Source →
The Day of the Asterisk

In college, a professor once told us that a good programmer produces around 8 lines of code a day. Considering that the average line of code has about as many characters as a text message, I just wrote the equivalent a full day’s work in this paragraph. I’ll be taking the rest of the day off!

I don’t know if that 8-line statistic is true. I’m not even sure I remember it right. But, like most statistics, it doesn’t matter if it’s true when it illustrates my point: there’s more to programming than producing lines of code.

Let’s look at an average programmer’s eight hour day. If it only takes a few minutes to physically write 8 lines of code, where is the rest of that time going? Some of it goes into planning, but even the most pensive programmer spends a small fraction of their total time thinking in silence. Let’s give planning 30 minutes. How about research? Nothing can be built without first understanding how the new jQuery library or Cloud service we’re interfacing with works, but reading more than 10% of the day away looks suspicious. I’ll knock off an hour (tops) for research. Code re-use doesn’t count either. It’s an important part of programming, but those aren’t new lines, they’ve already been counted by someone else.

After planning, researching, testing, cutting-and-pasting, and Facebook stalking, we’re left with 5 hours in the day that are completely unaccounted for. Where does all that time go?

One place: Debugging.

Debugging is the sometimes time-consuming, and always tedious, process of fixing errors in software. I’m going to explain the concept of debugging to non-programmers because I think there might be some parellels between the steps of debugging code and launching a successful marketing campaign on the web. I come from a C++ background.

A lot of people don’t know this, but the original C++ compiler (the program that turns code into other programs) actually plays that “you’re a loser” trumpet sound from the Price is Right every time you compile code. That’s because in C++, 99% of compiled code either doesn’t compile at all or fails straight away. The web is not so unforgiving. Because of that, I learned a lot about the process of debugging that helps me every day. I’m going to go over the general steps I take when things don’t work.

Step 1: Blame everyone else

When anything breaks, the first thing any responsible programmer does is blame everyone else. The user, other programmers, the server, squirrels, the moon; it’s everyone else’s fault, but the code is not broken. I’m joking, but it’s kind of true.

  • Make sure the server was updated with the most current stable code. That’s an easy mistake to make and it means it’s not your code. .
  • Clear your cache. Clear everyone’s cache. In fact, I think I’m just going to turn my cache off completely after writing this–at least until I can remember what it’s purpose is beyond driving me insane when it doesn’t refresh. .

Records supplied →
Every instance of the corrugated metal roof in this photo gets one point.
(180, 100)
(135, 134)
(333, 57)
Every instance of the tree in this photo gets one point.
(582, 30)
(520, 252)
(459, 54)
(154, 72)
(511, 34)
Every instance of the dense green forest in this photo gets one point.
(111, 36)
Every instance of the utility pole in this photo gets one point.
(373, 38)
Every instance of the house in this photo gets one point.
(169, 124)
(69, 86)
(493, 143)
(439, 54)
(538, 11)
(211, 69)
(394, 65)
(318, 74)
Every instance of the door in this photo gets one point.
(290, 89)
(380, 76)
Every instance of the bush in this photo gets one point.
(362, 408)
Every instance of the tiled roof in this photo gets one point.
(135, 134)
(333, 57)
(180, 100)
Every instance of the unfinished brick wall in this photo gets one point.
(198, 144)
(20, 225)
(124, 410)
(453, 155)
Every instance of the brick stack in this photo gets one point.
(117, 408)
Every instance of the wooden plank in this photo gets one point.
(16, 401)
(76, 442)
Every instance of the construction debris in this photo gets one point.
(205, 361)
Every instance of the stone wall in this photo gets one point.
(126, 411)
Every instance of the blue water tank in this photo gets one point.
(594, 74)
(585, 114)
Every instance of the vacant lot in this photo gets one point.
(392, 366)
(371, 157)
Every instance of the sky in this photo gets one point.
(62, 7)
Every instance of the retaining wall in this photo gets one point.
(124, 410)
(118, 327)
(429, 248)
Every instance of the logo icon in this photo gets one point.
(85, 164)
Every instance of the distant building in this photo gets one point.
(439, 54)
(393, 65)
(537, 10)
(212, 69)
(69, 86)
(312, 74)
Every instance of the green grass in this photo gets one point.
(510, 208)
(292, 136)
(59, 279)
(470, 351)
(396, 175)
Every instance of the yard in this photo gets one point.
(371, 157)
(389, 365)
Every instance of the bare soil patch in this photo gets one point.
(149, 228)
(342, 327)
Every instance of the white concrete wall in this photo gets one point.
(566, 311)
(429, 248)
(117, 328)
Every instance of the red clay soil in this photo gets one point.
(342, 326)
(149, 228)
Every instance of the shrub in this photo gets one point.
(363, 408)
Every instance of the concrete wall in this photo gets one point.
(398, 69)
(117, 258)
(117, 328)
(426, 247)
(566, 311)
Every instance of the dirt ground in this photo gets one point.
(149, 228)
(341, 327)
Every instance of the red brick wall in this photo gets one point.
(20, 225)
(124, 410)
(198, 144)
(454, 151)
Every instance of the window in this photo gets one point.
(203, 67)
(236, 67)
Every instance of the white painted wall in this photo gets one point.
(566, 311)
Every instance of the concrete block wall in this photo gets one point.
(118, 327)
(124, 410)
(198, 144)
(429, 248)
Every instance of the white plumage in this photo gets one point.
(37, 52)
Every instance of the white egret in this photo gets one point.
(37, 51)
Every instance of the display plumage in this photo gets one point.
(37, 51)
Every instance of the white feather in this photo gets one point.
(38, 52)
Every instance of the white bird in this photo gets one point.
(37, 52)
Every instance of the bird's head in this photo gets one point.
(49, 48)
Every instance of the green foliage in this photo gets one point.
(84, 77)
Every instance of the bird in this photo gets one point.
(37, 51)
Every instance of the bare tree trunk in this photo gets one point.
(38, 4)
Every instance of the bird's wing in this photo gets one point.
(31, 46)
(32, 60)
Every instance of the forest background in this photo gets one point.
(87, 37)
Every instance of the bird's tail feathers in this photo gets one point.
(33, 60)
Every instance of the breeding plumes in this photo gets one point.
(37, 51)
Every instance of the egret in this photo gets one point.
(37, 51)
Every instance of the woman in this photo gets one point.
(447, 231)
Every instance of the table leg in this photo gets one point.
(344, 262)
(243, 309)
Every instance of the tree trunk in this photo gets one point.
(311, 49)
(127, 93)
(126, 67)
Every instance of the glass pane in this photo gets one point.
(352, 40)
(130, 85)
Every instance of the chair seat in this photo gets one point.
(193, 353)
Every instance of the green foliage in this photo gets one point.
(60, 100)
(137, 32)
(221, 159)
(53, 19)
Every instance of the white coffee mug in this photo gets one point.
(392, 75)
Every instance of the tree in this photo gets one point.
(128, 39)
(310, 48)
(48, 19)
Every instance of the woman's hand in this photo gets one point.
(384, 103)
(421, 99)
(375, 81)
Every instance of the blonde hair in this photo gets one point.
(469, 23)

Your objective →
Extend the essay on debugging, picking up right after its last sentence.

Answer to the task →
  • Upgrade your software libraries. Update the server, rename files, delete plugins–basically do all of the quick changes you can to fix the problem, and simultaneously hope that none of them work because if they do, you’ll never know what caused the actual bug in the first place. That thought gives programmers goosebumps.

No matter what order you do the above, you’re probably about to move on to the next step.

Step 2: Find exactly where the problem is

There is a very slow evolution that has been happening in software over the last decade or two. Programming has become less about writing code and more about designing systems built on frameworks representing code modules that interact according to the design. This is a good thing. It gives people who are not programmers the ability to design sophisticated software. It also creates better, less-buggy code. It’s the future. It also means that this step in the debugging process is becoming more foreign to developers.

The first real step to debugging software is finding exactly where the point of failure lies. That may sound simple, but there are a lot of layers to a program working together under the user interface. Fixing a big enough piece of software isn’t like fixing a car that isn’t working, it’s more like fixing a freeway that isn’t working. Any number of layers could be at fault and this step is about narrowing it down to the most likely suspects. Here’s a hint, they should have line numbers.

If you’re a programmer, I’m not going to rehash available debugging tools here. The tools specific to your language and platform are probably a part of your IDE. If you’re not using them, do the opposite of that. However, for all you non-programmers, I’m going to give you two little magic words you can use to find out exactly where a program is failing: “alert” and “echo”.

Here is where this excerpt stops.